** start SUPPLIED DATA **
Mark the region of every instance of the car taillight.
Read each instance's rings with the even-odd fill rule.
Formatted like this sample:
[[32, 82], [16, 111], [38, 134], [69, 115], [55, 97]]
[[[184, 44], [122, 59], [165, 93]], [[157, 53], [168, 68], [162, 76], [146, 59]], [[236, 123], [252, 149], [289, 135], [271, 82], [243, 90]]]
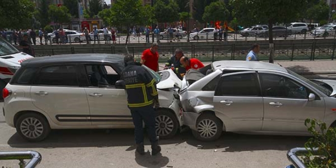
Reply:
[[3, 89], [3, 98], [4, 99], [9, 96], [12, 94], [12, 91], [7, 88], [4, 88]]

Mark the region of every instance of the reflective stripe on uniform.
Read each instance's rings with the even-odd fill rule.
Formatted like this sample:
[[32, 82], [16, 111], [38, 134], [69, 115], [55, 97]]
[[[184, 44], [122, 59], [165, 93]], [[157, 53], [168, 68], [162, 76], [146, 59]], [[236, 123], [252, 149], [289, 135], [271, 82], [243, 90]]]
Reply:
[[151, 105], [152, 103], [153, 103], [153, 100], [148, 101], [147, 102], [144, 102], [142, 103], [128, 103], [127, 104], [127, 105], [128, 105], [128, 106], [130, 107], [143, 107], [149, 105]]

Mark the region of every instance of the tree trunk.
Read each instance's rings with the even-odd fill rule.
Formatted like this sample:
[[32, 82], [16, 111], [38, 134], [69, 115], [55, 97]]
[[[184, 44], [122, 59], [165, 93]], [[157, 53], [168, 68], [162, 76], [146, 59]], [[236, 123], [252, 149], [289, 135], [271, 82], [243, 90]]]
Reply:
** end SUPPLIED DATA **
PROBLEM DETAILS:
Could you recast all of the lines above as a JSON list of strings, with one string per line and blank lines omitted? Leave the pictures out of the list.

SOLUTION BELOW:
[
  "Mark the region of every instance of the car taillight.",
  "Read each instance's rings with the even-odd fill rule.",
  "Formatted like this sample:",
  "[[32, 82], [16, 111], [38, 134], [69, 115], [55, 97]]",
  "[[[184, 44], [122, 59], [165, 93]], [[157, 53], [168, 68], [162, 76], [146, 59]], [[236, 123], [252, 149], [289, 135], [271, 82], [243, 90]]]",
  "Reply:",
  "[[3, 89], [3, 98], [4, 99], [9, 96], [12, 94], [12, 91], [7, 88], [4, 88]]",
  "Mark the region of every instance of the reflective stripe on uniform.",
  "Read each instance's rings with the even-odd fill rule.",
  "Formatted like this sample:",
  "[[32, 82], [16, 111], [38, 134], [69, 115], [55, 97]]",
  "[[[184, 44], [122, 59], [165, 93]], [[157, 53], [168, 68], [162, 76], [146, 59]], [[236, 123], [252, 149], [289, 135], [271, 82], [243, 90]]]",
  "Reply:",
  "[[151, 105], [152, 103], [153, 103], [153, 100], [148, 101], [147, 102], [144, 102], [142, 103], [128, 103], [127, 104], [127, 105], [128, 105], [128, 106], [130, 107], [143, 107], [149, 105]]",
  "Mark the region of every instance of the tree trunk.",
  "Read each instance's rings with the even-odd fill rule.",
  "Formatted like this sample:",
  "[[32, 82], [16, 111], [38, 134], [69, 115], [55, 97]]",
  "[[[184, 44], [122, 59], [165, 93]], [[157, 53], [168, 68], [162, 76], [146, 59]], [[236, 123], [252, 149], [289, 135], [271, 82], [243, 90]]]",
  "Reply:"
]